Opdracht 1:
Beoordeel voor elk van de volgende uitspraken of die overeenkomt met de bron hieronder, en antwoord met ja of nee plus de doorslaggevende woorden uit de bron, letterlijk geciteerd. (a) Hendrik Stoeten is de grootvader van de ik-persoon van moederskant. (b) Hendrik Stoeten werd op 11 november 1903 in Slagharen geboren. (c) De oorlogsarchieven van het Rode Kruis zijn vrijgegeven voor publiek onderzoek.

Natuurlijk heb ik al hier en daar grandioos gefaald aangezien ik als mens blinde vlekken heb en ik zeker geen perfecte ouder ben. Op hoop van zegen, pruts ik voort. Ik heb geen idee soms wat ik wel of niet heb 'opgeruimd'. Ik hoop genoeg voor hen om verder te kunnen gaan dan waar ik gebleven ben.
Terug naar mijn opa; Hendrik Stoeten. Hij is de vader van mijn vader, en op 11 november 1903 in Slagharen geboren. Recentelijk zijn de oorlogsarchieven van het Rode Kruis vrijgekomen voor publiek onderzoek en daardoor weet ik nu het volgende.

(Vermeldingen met coördinaatannotaties)
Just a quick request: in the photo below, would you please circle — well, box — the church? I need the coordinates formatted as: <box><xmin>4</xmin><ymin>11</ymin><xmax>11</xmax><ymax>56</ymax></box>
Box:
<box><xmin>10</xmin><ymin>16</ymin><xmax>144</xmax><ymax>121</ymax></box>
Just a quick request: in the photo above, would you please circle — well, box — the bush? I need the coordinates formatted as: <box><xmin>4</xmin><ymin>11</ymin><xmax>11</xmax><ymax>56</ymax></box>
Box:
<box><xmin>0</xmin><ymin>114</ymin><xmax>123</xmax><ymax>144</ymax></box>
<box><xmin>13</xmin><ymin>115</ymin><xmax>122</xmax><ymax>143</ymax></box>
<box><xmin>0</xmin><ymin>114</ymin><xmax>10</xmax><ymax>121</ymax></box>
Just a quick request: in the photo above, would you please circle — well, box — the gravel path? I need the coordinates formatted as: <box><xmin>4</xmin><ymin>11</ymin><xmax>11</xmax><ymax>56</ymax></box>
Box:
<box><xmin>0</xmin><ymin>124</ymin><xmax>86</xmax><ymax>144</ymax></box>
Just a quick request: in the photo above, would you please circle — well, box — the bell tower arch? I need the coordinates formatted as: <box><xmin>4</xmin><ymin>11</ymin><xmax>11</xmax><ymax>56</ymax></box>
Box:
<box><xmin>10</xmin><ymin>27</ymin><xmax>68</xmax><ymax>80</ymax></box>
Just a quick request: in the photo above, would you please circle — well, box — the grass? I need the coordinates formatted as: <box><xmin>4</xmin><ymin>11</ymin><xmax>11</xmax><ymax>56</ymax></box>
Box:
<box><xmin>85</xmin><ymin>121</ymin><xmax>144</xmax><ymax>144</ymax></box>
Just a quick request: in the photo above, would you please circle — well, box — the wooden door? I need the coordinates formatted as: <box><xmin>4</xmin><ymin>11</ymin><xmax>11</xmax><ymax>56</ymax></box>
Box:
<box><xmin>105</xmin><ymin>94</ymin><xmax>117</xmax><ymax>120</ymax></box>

Opdracht 2:
Haal alsjeblieft uit de vermeldingen hierboven elke regel waarin het woord "bush" staat, en schrijf die regel over.

Volledige uitvoer 1:
(a) Nee: "Hij is de vader van mijn vader"
(b) Ja: "op 11 november 1903 in Slagharen geboren"
(c) Ja: "Recentelijk zijn de oorlogsarchieven van het Rode Kruis vrijgekomen voor publiek onderzoek"

Volledige uitvoer 2:
Just a quick request: in the photo above, would you please circle — well, box — the bush? I need the coordinates formatted as: <box><xmin>4</xmin><ymin>11</ymin><xmax>11</xmax><ymax>56</ymax></box>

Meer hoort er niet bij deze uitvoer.